◆ TRAVAIL DEMANDÉ
1 – Citez fidèlement le passage de l'entretien avec Khansa Batma qui s'ouvre sur les mots contenant « J’ai surtout senti » et se clôt sur « tout avait basculé. ».
2 – Prolongez l'entretien avec Khansa Batma au-delà de sa dernière phrase.

◆ TEXTE DU DOCUMENT
* * * *
“ Je suis esclave de mes émotions !”
Rockeuse dans l’âme, musicienne dans la sang, comédienne au jeu brut tant la sincérité est une seconde peau pour elle, Khansa Batma rafle le Prix de la meilleure interprétation féminine à la Mostra de Venise pour « Zanka Contact », premier long métrage d’ Ismael El Iraki. Consécration pour un rôle certes mais surtout pour une carrière courageuse où il a fallu endurance et sacrifices. Rencontre avec une artiste viscérale.
Vous attendiez-vous à gagner ce prix à la Mostra et quelle a été votre réaction en apprenant la nouvelle ?
Je ne m’y attendais pas du tout, le plus important pour moi et depuis que j’ai accepté d’incarner Raja était d’être à la hauteur, de ne pas être l’autre intruse qui vient prendre la place d’une vraie comédienne. Je n’aime pas être de trop, donc pour moi tout était centré sur le principe de donner le meilleur de moi pour gagner une place dans le domaine du cinéma. Et c’est peut-être pour ces raisons que quand la nouvelle est tombée, j’étais plutôt dans l’apaisement que l’excitation..
Aviez-vous senti la force du personnage à la lecture du scénario ? Aviez-vous dit oui tout de suite ?
J’ai surtout senti la complexité de ce dernier, la difficulté d’accepter son background émotionnellement. Je savais à la lecture, que ça n’allait pas être une partie de plaisir d’interpréter Raja jusqu’au « JE », jusqu’à être « ELLE » l’espace d’un mois de tournage. C’est pour cette raison, que j’étais partagée entre une histoire que je trouvais belle à la lecture en ayant de la distance et le fait d’accepter d’interpréter l’un de ses personnages torturé.
Raja est un personnage fort. Comment l’avez-vous préparé ?
J’ai d’abord essayé de la cerner, pour cela il a fallu que je lui crée une vie au-delà des lignes du scénario, lui imaginer une enfance et une adolescence et un entourage qui mèneront au moment clé où tout avait basculé.
Les moments clés dans sa vie sont donnés dans le scénario par Ismael El Iraki, à moi de leur donner des conséquences psychologiques puis être à l’écoute de ces dernières,
les déchiffrer, les comprendre. L’empathie était nécessaire pour pouvoir se mettre à la place du personnage, et vivre son vécu à travers mes propres émissions. Il a fallu aussi puiser dans mon vécu pour certaines scènes, comme la peur de chanter ou l’hésitation par exemple, ce sont des moments par lesquels tout chanteur passe, et certains continuent de ressentir ce moment de faiblesse causé par le doute avant de monter sur scène, Raja aussi l’a, différemment et pour d’autres raisons, mais elle l’avait, et donc je n’avais qu’a me servir en moi pour la rendre crédible.
C’est une battante, une chanteuse, une militante. Est-ce qu’il y a beaucoup de Khansa Batma en Raja ?
Elle est battante, ce qui la rend militante tous les jours. Chanteuse, elle le deviendra grâce à sa rencontre avec Lahsen.
* * * *
◆ SECTION DES DONNÉES
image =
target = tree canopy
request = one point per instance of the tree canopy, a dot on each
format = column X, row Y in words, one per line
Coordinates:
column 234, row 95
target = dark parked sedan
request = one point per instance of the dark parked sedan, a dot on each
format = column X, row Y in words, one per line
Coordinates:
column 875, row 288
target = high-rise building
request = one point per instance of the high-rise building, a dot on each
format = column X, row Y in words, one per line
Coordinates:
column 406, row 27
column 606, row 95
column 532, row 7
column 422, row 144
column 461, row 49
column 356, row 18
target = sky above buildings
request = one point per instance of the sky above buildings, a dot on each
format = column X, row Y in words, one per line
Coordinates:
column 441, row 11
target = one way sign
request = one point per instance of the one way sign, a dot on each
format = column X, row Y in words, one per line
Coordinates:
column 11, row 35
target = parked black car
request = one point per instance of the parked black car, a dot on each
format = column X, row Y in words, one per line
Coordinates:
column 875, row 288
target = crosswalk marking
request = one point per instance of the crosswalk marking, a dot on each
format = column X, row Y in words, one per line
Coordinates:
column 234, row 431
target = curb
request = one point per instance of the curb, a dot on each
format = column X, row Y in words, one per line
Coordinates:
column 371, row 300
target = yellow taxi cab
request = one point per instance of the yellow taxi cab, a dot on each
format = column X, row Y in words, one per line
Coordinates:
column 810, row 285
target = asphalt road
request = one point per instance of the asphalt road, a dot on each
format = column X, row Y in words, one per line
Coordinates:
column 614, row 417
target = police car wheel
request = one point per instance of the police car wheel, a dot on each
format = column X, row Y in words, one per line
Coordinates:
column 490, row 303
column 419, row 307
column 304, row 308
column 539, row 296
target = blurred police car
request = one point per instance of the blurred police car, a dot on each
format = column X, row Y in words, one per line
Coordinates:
* * * *
◆ RÉSULTATS FINAUX
1 –
J’ai surtout senti la complexité de ce dernier, la difficulté d’accepter son background émotionnellement. Je savais à la lecture, que ça n’allait pas être une partie de plaisir d’interpréter Raja jusqu’au « JE », jusqu’à être « ELLE » l’espace d’un mois de tournage. C’est pour cette raison, que j’étais partagée entre une histoire que je trouvais belle à la lecture en ayant de la distance et le fait d’accepter d’interpréter l’un de ses personnages torturé.
Raja est un personnage fort. Comment l’avez-vous préparé ?
J’ai d’abord essayé de la cerner, pour cela il a fallu que je lui crée une vie au-delà des lignes du scénario, lui imaginer une enfance et une adolescence et un entourage qui mèneront au moment clé où tout avait basculé.

2 –
Je la trouve plus courageuse que moi. Sincèrement, je n’aurais pas survécu à un viol par dix monstres dans un jardin public, un soir où sa famille l’avait abandonnée. Un traumatisme qui aura comme conséquence des années de négation de son corps en se prostituant, histoire de contrôler le « quand ? Avec qui? Et Comment ». Une sorte de double peine qu’elle s’infligera, un mélange de sadisme et de masochisme conscient parce qu’elle vit dans une société où la victime du viol est coupable. D’ailleurs, la majorité des témoignages de viol et même de pédophilie l’attestent, les coupables font en sorte de changer de rôle avec leurs victimes en commençant par les rendre coupables; « Coupables d’être au mauvais moment au mauvais endroit », donc Raja n’aura plus froid aux yeux et n’aura plus peur du danger. « Coupable d’être provoquante » donc Raja provoquera. « Coupable d’être femme » donc Raja assumera sa féminité et va au-delà, elle fera « payer » les hommes pour en avoir un bout. D’ailleurs, elle a vécu sans amour jusqu’à sa rencontre avec son alter ego version masculine par peur de perdre le contrôle, Lahsen, une autre victime coupable et dans l’autodestruction qui se laisse mourir, et c’est là où elle arrivera non sans peine à baisser sa garde parce qu’à la différence de Lahsen, Raja avait la rage de vivre.
Comment s’est passé le tournage ?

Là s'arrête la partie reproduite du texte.